AIM OF THE EXERCISE
Copy out exactly each line from the line with "Reviewer note: check that each instance of the dark" through the last line of the material below.

DATA TO USE

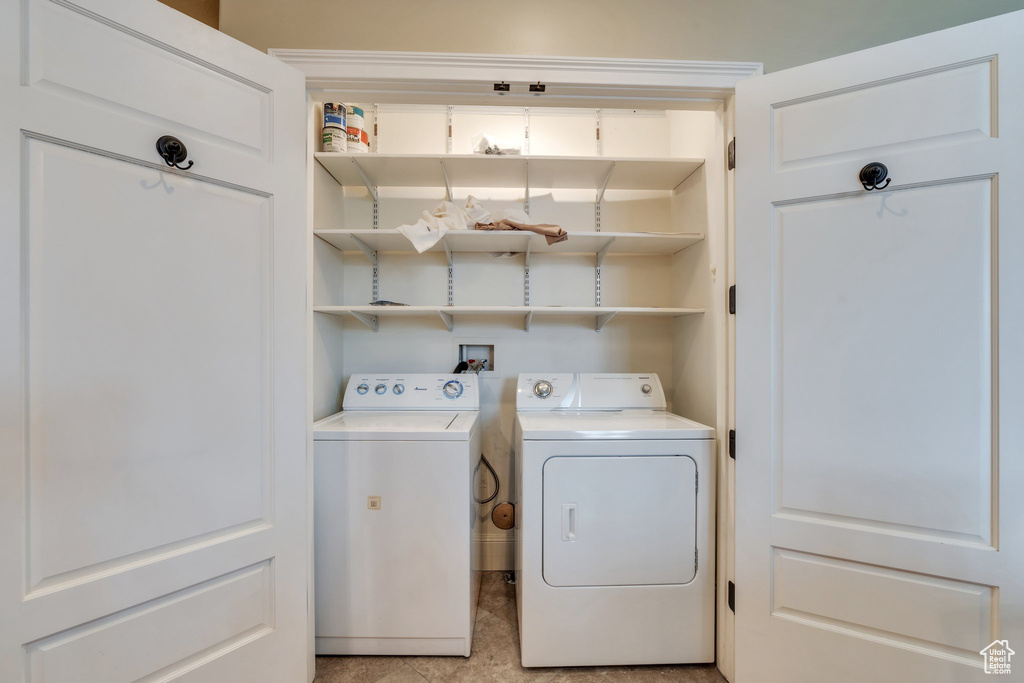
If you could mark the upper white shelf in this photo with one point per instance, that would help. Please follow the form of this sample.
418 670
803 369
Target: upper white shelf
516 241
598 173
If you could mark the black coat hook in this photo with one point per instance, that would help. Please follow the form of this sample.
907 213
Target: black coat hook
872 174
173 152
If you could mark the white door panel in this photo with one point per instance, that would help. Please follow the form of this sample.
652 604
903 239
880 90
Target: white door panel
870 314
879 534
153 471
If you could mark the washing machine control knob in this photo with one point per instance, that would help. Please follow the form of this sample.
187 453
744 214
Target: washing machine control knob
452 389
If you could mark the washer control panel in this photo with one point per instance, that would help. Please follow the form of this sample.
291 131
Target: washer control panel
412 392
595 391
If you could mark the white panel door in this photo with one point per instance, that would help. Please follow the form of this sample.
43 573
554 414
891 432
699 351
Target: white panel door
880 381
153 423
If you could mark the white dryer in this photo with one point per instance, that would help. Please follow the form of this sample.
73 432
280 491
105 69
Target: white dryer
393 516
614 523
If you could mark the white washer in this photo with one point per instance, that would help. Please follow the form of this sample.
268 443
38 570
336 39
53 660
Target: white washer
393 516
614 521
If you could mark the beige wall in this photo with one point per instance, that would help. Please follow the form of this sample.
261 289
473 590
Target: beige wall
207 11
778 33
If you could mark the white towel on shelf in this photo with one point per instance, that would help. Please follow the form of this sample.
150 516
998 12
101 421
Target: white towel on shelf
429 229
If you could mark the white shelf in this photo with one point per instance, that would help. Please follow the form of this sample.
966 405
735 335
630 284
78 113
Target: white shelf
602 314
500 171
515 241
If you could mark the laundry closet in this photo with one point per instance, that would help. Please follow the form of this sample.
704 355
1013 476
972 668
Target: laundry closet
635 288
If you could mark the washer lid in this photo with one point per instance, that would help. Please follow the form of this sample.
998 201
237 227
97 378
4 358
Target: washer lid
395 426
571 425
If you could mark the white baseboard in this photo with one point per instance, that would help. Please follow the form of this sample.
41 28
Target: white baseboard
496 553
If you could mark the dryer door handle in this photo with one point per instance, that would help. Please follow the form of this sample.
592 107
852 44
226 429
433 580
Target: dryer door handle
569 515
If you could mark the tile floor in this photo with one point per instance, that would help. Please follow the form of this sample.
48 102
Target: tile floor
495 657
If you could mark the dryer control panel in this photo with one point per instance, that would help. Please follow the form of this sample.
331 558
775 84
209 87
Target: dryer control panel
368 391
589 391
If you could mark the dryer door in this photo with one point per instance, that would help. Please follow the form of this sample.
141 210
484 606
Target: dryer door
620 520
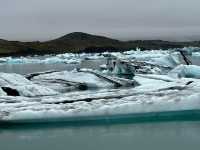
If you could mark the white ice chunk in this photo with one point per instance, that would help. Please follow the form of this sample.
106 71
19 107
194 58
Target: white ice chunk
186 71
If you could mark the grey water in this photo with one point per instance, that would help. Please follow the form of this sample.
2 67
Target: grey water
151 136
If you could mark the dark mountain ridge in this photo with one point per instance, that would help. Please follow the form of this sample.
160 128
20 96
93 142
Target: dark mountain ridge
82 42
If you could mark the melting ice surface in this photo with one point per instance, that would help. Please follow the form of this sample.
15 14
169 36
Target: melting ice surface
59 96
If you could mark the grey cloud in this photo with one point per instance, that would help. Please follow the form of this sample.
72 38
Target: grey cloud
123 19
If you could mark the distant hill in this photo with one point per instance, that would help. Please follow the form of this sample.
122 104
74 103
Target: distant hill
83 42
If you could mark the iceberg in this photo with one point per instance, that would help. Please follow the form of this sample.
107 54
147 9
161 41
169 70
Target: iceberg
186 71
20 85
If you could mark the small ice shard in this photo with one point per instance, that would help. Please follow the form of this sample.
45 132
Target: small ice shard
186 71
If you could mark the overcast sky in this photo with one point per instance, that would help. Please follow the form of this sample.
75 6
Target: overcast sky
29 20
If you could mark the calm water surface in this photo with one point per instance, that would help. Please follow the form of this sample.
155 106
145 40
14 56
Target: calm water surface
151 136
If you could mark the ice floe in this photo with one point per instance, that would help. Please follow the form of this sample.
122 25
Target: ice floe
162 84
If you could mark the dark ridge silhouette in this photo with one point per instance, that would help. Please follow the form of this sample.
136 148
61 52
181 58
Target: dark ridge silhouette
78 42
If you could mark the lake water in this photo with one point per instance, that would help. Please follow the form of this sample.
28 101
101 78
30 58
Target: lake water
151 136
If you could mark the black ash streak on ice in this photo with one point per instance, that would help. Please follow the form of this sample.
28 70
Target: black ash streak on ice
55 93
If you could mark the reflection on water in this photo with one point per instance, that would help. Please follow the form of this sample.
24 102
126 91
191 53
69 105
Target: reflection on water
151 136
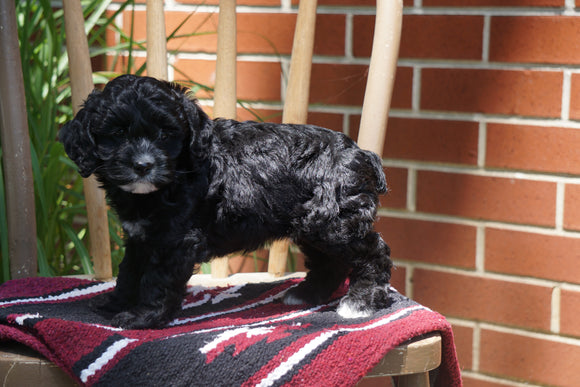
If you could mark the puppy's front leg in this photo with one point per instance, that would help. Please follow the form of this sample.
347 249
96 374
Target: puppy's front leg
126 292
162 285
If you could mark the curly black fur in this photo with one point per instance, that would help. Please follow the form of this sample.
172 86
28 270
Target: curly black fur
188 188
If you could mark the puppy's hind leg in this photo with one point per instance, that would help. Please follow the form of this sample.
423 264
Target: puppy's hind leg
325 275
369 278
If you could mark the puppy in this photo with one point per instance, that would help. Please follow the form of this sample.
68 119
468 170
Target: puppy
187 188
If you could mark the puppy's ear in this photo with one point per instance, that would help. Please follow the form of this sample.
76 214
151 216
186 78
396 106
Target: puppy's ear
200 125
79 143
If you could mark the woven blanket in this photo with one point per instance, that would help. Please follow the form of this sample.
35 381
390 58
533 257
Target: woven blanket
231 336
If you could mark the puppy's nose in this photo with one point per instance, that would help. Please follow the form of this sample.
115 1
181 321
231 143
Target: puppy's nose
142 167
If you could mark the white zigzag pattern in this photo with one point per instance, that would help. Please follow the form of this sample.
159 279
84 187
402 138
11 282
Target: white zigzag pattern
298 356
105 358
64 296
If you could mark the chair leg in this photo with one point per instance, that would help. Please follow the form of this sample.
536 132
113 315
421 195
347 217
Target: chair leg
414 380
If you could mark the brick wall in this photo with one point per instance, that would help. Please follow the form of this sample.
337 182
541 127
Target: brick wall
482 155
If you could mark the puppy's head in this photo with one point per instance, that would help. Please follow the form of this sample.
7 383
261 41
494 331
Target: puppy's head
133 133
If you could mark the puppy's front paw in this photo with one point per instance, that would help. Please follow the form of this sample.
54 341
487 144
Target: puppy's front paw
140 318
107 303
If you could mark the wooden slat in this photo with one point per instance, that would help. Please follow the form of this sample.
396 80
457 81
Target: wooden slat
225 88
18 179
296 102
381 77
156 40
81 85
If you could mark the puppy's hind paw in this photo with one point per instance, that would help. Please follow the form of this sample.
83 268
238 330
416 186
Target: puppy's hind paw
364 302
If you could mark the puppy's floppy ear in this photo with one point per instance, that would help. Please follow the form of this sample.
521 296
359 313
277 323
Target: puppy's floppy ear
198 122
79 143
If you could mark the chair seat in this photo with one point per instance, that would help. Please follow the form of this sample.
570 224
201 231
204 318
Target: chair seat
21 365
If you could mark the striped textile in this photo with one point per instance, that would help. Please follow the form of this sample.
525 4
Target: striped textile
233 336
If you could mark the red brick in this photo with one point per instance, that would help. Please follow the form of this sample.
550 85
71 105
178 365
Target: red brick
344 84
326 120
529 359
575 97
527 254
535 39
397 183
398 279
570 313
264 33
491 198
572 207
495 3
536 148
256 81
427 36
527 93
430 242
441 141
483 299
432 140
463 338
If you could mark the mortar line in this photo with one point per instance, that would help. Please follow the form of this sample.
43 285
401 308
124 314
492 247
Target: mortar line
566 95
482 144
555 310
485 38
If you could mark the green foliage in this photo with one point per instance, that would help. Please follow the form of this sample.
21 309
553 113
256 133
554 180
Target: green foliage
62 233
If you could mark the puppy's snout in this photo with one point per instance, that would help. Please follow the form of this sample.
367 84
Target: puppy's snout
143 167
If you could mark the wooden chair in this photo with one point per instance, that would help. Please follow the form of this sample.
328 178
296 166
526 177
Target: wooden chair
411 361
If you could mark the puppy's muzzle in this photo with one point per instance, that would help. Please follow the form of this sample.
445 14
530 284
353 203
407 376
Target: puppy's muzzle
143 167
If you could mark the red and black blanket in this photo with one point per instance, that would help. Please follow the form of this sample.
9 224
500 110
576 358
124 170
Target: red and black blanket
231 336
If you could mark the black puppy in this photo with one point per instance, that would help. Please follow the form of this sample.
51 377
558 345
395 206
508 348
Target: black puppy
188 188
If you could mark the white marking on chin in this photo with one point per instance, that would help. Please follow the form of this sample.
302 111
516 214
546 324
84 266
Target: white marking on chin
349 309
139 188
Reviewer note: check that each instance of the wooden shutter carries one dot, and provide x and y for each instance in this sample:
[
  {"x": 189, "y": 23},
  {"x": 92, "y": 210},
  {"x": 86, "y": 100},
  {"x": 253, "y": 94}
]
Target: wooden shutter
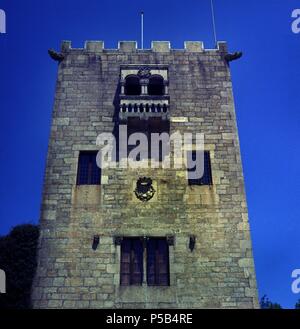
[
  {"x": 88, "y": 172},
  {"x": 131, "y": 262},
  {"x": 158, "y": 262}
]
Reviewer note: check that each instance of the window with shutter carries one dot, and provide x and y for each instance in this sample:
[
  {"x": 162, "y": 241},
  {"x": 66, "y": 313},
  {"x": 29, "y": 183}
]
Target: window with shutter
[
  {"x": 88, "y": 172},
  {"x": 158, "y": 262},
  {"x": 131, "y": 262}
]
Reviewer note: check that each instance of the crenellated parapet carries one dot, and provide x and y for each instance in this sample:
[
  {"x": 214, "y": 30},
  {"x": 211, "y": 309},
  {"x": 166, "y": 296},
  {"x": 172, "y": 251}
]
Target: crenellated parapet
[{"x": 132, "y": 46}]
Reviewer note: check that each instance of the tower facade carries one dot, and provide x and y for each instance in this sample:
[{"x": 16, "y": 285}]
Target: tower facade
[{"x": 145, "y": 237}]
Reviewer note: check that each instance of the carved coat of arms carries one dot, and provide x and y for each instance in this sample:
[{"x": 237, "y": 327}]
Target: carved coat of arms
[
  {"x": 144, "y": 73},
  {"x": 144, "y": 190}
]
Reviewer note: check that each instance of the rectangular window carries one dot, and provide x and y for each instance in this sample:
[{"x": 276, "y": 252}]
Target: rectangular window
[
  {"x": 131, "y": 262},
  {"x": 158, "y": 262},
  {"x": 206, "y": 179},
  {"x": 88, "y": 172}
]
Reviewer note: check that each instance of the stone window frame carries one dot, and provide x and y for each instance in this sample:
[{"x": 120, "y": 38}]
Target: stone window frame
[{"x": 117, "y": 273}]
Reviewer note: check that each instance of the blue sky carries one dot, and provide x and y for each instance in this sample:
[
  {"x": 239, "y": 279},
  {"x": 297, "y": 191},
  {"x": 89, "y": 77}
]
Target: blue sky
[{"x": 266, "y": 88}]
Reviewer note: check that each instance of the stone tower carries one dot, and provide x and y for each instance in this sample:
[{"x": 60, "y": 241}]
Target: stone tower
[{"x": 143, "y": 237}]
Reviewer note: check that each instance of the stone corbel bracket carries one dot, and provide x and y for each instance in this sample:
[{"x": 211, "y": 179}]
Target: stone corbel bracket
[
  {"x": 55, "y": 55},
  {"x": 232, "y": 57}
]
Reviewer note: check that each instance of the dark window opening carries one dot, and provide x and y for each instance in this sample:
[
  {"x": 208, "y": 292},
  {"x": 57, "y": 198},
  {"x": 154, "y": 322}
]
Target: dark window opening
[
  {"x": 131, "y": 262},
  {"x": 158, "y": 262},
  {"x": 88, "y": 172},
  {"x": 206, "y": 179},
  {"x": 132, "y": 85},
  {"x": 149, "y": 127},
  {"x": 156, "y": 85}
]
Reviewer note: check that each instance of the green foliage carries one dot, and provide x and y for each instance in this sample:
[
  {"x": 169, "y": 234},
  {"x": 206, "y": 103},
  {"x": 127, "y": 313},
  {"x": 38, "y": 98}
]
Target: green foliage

RESPONSE FOR THIS EXERCISE
Reviewer note: check that each instance of the dark window opening carries one dot, and provide x and y for each instance in this sample:
[
  {"x": 208, "y": 292},
  {"x": 57, "y": 198},
  {"x": 154, "y": 322}
]
Target: dark window opening
[
  {"x": 131, "y": 262},
  {"x": 158, "y": 262},
  {"x": 88, "y": 172},
  {"x": 206, "y": 179},
  {"x": 132, "y": 85},
  {"x": 149, "y": 127},
  {"x": 156, "y": 85}
]
Reviewer note: check that each instance of the green foliage carries one dot, and provide x and y for each instance in this sample:
[
  {"x": 169, "y": 234},
  {"x": 206, "y": 103},
  {"x": 127, "y": 313},
  {"x": 38, "y": 98}
]
Target: green foliage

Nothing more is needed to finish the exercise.